-- START Text section --

# lally columns



## wimp (Jul 12, 2007)

Any structural engineers out there know anything about Lally columns. I have a house to renovate / design and am relizing that builders use lally columns without realizing how much load they are putting on them. Are there any load tables out there for Lally columns which are purchased at local lumber yards?

One site said the allowable load for a 3.5" dia 16 ga. column is 8.2Kips

are these columns really only 16 ga?? that's only approx .06" wall thickness!!

seems really low considering these columns are widely used in most residential construction.

any guidance would b e appreciated.


----------



## rdbse (Jul 12, 2007)

I do not have a table for lally columns, but a 3-1/2" 16 Ga. stud 12'-0" long is good for about 3 kips. The circular section of the column will have better section properties resulting in a greater capacity.

Regardless, I would use standard pipe columns, and that's why I do not like doing residential work.


----------



## wimp (Jul 12, 2007)

rdbse said:


> I do not have a table for lally columns, but a 3-1/2" 16 Ga. stud 12'-0" long is good for about 3 kips. The circular section of the column will have better section properties resulting in a greater capacity.
> Regardless, I would use standard pipe columns, and that's why I do not like doing residential work.


I agree, when I do new work, I use HSS square tubes, but this one is existing. I think I will have them replace them since we will be adding significant load to them.

thanks for the input

:thankyou:


----------



## singlespeed (Jul 12, 2007)

When you see the load ratings, be sure to note what assumptions were made - some tables that I have seen state eccentricity of load, yield strength of steel, and compressive strength of _concrete used to fill_ the steel post.


----------



## MA_PE (Jul 12, 2007)

A quick search got me this link.

post jacks

As stated above, note that allowable loads assume concentric loading with a safety factor of 2.5. These guys a 11 ga


----------



## snake340 (Sep 26, 2011)

Check this link for load tables

http://www.destefanoassociates.com/pdfs/te...lly_columns.pdf

The same laod table is usually available on Lally's website (http://www.lallycorp.com/index.html), but the site seems to be down right now.

You can't compare a Lally column to a 16 ga. stud because Lally columns are filled with concrete, which gives them almost all of their axial strength.


----------

-- END Text section --
-- START Records supplied --

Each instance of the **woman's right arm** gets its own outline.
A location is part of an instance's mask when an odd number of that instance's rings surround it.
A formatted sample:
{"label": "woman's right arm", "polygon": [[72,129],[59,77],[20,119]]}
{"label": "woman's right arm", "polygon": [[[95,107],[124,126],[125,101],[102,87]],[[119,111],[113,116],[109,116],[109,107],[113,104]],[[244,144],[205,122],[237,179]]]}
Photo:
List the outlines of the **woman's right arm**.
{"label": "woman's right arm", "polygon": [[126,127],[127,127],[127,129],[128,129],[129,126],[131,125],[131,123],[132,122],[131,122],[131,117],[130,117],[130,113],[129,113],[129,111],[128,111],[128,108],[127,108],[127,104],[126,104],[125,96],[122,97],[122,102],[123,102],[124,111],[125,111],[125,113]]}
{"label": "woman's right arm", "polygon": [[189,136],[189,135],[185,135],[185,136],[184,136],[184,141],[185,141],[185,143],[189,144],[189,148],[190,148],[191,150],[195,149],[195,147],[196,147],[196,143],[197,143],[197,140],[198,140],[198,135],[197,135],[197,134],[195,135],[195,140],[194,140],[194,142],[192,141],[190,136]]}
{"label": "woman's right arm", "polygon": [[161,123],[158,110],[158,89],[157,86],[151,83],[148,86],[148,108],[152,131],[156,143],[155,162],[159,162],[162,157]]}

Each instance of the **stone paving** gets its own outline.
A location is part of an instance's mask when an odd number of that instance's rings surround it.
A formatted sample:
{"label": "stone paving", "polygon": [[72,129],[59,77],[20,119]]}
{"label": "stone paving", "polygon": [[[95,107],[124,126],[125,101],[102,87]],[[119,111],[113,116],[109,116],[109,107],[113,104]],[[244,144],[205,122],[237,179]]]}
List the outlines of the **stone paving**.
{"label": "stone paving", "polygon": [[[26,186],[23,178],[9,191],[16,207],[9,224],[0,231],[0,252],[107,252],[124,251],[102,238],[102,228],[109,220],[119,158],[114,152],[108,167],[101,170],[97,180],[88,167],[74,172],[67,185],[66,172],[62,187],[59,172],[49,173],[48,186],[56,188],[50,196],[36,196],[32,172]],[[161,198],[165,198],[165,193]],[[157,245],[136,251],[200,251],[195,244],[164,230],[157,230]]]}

-- END Records supplied --

Required tasks —
1. Write out the passage of the lally column thread from "One site said" to "most residential construction.", word for word.
2. From the listing, pull out the lines from its first line to the line with "List the outlines of the **woman's", both included, and reproduce them character for character.
The lally column thread and the listing are separate material with no connection to each other.

Solution list —
1.
One site said the allowable load for a 3.5" dia 16 ga. column is 8.2Kips

are these columns really only 16 ga?? that's only approx .06" wall thickness!!

seems really low considering these columns are widely used in most residential construction.

2.
Each instance of the **woman's right arm** gets its own outline.
A location is part of an instance's mask when an odd number of that instance's rings surround it.
A formatted sample:
{"label": "woman's right arm", "polygon": [[72,129],[59,77],[20,119]]}
{"label": "woman's right arm", "polygon": [[[95,107],[124,126],[125,101],[102,87]],[[119,111],[113,116],[109,116],[109,107],[113,104]],[[244,144],[205,122],[237,179]]]}
Photo:
List the outlines of the **woman's right arm**.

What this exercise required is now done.